• PROBLEMS AND TASKS:
**A)** Can you reproduce the unigram tokenizer walkthrough from "for text in" up to and including "print(word_freqs)", replacing "new_words" with "pre_tokens"?
**B)** How would the unigram tokenizer walkthrough go on from its final line? Write the next part.

═════ SOURCE EXTRACT

Build Unigram Tokenize Algo step by step, and combine steps into one class at end, also compared with transformers method

Used in AlBERT, T5, mBART, BigBird, XLNet

Reference:
https://huggingface.co/learn/nlp-course/chapter6/7?fw=pt

step by step

In [1]:
from transformers import AutoTokenizer
from collections import defaultdict
from math import log
import copy

In [2]:
tokenizer = AutoTokenizer.from_pretrained('xlnet-base-cased')

In [3]:
corpus = [
    "This is the Hugging Face Course.",
    "This chapter is about tokenization.",
    "This section shows several tokenizer algorithms.",
    "Hopefully, you will be able to understand how they are trained and generate tokens.",
]

In [4]:
word_freqs = defaultdict(int)
for text in corpus:
    words_with_offsets = tokenizer.backend_tokenizer.pre_tokenizer.pre_tokenize_str(text)
    new_words = [word for word, offset in words_with_offsets]
    for word in new_words:
        word_freqs[word] += 1
print(word_freqs)

defaultdict(<class 'int'>, {'▁This': 3, '▁is': 2, '▁the': 1, '▁Hugging': 1, '▁Face': 1, '▁Course.': 1, '▁chapter': 1, '▁about': 1, '▁tokenization.': 1, '▁section': 1, '▁shows': 1, '▁several': 1, '▁tokenizer': 1, '▁algorithms.': 1, '▁Hopefully,': 1, '▁you': 1, '▁will': 1, '▁be': 1, '▁able': 1, '▁to': 1, '▁understand': 1, '▁how': 1, '▁they': 1, '▁are': 1, '▁trained': 1, '▁and': 1, '▁generate': 1, '▁tokens.': 1})

══════════
═════ INFORMATION SHOWN

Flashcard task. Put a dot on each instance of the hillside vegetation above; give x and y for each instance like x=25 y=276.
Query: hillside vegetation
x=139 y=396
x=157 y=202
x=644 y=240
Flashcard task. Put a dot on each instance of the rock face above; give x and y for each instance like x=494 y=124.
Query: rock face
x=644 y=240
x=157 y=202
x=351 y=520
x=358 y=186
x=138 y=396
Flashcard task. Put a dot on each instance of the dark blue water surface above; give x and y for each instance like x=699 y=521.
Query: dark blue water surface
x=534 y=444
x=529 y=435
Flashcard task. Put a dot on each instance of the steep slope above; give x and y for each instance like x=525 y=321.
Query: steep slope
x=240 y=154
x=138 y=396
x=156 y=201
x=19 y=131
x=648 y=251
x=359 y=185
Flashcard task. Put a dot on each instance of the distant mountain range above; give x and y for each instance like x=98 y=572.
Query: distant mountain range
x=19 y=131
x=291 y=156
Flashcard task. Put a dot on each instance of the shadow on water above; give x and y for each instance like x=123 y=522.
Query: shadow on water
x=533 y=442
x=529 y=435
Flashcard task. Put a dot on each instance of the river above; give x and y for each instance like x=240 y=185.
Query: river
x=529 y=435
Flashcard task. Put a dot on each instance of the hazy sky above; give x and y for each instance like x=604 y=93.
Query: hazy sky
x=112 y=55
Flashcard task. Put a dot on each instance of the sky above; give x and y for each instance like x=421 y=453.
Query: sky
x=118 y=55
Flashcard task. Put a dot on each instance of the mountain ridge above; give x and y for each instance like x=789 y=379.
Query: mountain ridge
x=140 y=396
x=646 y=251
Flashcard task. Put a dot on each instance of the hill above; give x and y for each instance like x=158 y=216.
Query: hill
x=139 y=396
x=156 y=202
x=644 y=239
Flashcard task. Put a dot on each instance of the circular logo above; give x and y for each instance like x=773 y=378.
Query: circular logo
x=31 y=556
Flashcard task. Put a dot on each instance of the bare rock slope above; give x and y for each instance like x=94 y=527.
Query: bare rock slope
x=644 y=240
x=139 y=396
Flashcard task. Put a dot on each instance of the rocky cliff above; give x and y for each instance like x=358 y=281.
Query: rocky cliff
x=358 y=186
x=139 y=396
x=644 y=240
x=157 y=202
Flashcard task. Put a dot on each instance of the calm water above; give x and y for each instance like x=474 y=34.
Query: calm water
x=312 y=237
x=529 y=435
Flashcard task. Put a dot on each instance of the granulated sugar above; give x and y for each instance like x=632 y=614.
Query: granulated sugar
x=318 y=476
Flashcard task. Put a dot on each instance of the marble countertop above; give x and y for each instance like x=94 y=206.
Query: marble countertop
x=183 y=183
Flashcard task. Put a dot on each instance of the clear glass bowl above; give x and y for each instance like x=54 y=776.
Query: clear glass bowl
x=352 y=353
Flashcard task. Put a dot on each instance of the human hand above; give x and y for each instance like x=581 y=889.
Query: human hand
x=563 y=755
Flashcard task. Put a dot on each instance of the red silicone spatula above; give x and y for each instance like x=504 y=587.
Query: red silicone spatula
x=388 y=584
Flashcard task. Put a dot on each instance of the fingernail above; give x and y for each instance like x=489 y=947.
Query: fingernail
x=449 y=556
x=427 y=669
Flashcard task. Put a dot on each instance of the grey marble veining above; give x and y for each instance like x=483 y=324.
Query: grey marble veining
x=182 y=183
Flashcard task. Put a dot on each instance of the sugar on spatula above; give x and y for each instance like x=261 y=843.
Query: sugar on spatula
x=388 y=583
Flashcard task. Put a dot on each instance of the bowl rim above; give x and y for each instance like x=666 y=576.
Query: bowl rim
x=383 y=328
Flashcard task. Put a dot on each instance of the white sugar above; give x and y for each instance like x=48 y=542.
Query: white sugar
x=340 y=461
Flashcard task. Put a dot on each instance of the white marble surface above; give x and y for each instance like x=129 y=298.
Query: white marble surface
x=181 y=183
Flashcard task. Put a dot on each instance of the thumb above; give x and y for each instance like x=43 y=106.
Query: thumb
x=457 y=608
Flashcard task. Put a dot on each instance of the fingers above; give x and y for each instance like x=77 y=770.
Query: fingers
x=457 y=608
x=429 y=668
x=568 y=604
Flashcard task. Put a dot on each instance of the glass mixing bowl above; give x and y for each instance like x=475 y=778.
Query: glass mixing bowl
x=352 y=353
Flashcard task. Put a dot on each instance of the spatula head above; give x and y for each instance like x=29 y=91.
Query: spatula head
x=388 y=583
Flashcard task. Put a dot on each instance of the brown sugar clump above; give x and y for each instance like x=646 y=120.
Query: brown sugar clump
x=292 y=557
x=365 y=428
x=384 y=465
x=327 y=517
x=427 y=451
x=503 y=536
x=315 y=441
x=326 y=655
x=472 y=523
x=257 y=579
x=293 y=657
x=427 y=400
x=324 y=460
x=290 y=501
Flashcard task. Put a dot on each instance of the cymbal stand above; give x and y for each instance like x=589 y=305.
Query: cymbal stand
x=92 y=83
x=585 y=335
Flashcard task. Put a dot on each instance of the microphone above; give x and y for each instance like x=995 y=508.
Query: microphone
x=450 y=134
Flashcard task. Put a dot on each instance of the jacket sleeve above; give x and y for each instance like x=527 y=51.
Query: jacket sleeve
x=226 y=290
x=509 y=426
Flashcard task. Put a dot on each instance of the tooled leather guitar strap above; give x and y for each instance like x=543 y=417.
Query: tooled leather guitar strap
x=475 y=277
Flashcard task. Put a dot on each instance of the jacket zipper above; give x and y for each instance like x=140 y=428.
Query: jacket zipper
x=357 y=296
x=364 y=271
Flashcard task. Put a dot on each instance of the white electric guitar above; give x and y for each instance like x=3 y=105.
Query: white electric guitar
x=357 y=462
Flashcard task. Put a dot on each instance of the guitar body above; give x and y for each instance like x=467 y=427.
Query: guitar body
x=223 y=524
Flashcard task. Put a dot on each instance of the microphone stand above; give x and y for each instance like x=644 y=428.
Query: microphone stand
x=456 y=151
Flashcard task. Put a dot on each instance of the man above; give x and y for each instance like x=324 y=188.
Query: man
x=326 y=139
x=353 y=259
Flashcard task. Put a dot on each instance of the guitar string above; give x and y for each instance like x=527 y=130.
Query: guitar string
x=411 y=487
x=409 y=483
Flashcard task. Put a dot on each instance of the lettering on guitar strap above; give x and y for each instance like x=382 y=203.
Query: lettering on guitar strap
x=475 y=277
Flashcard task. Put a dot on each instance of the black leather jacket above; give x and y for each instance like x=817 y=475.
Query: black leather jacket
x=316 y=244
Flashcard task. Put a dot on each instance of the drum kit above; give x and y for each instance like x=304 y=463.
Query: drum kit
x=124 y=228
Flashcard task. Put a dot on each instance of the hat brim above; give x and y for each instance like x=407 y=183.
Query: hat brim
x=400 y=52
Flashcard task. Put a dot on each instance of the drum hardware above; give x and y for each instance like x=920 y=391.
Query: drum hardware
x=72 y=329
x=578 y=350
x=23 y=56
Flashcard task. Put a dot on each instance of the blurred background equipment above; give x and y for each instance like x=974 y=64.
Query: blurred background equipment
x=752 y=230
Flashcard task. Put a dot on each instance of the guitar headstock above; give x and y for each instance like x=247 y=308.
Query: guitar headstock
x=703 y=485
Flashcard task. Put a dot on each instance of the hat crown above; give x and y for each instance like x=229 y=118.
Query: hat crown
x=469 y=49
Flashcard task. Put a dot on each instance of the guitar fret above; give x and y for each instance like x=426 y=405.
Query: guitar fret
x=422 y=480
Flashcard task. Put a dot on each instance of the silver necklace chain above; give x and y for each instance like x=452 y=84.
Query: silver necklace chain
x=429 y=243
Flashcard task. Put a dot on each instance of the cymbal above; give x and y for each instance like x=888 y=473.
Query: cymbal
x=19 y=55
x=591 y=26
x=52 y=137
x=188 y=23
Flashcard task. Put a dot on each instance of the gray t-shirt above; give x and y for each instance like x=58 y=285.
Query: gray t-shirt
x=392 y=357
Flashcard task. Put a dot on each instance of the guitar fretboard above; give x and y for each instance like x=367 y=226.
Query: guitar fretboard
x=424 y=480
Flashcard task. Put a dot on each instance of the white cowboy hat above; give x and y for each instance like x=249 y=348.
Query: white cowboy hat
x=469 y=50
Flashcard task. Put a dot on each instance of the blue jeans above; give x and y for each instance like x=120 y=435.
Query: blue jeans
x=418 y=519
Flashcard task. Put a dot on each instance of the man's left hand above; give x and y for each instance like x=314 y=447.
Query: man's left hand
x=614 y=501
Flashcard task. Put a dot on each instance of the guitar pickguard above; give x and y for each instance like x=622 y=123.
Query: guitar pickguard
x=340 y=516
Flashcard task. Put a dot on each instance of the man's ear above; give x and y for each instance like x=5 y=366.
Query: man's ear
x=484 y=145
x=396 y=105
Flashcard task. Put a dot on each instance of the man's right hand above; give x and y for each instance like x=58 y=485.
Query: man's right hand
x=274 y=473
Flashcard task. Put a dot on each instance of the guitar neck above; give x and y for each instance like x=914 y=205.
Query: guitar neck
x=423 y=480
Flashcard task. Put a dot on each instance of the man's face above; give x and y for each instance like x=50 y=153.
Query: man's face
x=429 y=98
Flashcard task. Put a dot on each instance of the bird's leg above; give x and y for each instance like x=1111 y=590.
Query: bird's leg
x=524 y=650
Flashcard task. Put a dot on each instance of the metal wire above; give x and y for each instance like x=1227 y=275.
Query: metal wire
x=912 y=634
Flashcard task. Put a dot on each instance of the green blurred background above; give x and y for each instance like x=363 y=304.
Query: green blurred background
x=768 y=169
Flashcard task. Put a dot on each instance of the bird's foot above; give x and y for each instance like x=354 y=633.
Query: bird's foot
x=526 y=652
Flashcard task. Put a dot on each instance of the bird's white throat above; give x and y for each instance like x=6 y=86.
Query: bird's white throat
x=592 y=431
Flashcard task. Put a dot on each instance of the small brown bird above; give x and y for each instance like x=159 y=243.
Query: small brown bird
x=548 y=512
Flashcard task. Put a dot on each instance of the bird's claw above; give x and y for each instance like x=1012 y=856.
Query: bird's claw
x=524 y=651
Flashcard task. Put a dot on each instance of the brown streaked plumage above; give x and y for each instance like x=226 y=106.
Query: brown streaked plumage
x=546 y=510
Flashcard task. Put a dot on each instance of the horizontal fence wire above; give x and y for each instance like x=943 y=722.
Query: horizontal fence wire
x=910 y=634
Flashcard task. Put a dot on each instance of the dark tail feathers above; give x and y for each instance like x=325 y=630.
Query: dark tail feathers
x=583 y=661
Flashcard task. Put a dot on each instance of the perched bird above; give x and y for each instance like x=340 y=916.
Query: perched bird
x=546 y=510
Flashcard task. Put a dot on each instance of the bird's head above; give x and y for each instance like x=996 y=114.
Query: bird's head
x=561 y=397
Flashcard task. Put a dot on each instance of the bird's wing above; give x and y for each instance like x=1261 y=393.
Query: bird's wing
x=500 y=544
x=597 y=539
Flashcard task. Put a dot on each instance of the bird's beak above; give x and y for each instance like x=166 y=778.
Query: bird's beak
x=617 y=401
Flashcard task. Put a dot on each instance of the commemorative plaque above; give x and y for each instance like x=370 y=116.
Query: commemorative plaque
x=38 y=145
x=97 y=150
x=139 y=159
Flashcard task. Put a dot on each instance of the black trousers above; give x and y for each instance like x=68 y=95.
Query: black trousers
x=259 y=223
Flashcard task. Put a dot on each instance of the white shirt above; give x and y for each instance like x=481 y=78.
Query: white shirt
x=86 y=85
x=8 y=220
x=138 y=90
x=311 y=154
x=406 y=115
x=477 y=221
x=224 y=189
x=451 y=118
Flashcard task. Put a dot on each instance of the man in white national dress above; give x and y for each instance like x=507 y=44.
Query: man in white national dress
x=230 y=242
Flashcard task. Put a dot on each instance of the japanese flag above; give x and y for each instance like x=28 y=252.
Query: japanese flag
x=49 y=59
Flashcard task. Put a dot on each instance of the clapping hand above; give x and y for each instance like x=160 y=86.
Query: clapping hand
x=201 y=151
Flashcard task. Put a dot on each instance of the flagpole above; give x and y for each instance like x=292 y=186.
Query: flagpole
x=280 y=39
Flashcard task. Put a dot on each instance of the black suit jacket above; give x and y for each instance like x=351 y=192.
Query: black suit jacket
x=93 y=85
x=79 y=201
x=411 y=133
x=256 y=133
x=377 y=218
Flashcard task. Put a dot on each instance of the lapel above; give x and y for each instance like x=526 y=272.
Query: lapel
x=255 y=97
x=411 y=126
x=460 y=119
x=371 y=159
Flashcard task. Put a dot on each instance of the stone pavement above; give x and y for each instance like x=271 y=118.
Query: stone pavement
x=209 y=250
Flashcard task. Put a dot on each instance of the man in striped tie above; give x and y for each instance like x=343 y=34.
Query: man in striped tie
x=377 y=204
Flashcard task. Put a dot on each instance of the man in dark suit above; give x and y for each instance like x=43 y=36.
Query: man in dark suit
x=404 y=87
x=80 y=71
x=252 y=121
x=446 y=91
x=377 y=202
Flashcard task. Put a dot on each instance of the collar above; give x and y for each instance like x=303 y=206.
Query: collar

══════════

• THE RESULTS:
**A)**
for text in corpus:
    words_with_offsets = tokenizer.backend_tokenizer.pre_tokenizer.pre_tokenize_str(text)
    pre_tokens = [word for word, offset in words_with_offsets]
    for word in pre_tokens:
        word_freqs[word] += 1
print(word_freqs)

**B)**
In [5]:
char_freqs = defaultdict(int)
subwords_freqs = defaultdict(int)
for word, freq in word_freqs.items():
    for i in range(len(word)):
        char_freqs[word[i]] += freq
        for j in range(i + 2, len(word) + 1):
            subwords_freqs[word[i: j]] += freq

sorted_subwords = sorted(subwords_freqs.items(), key=lambda x: x[1], reverse=True)
token_freqs = list(char_freqs.items()) + sorted_subwords[:300 - len(char_freqs)]
token_freqs = {token: freq for token, freq in token_freqs}

In [6]:
total_sum = sum([freq for token, freq in token_freqs.items()])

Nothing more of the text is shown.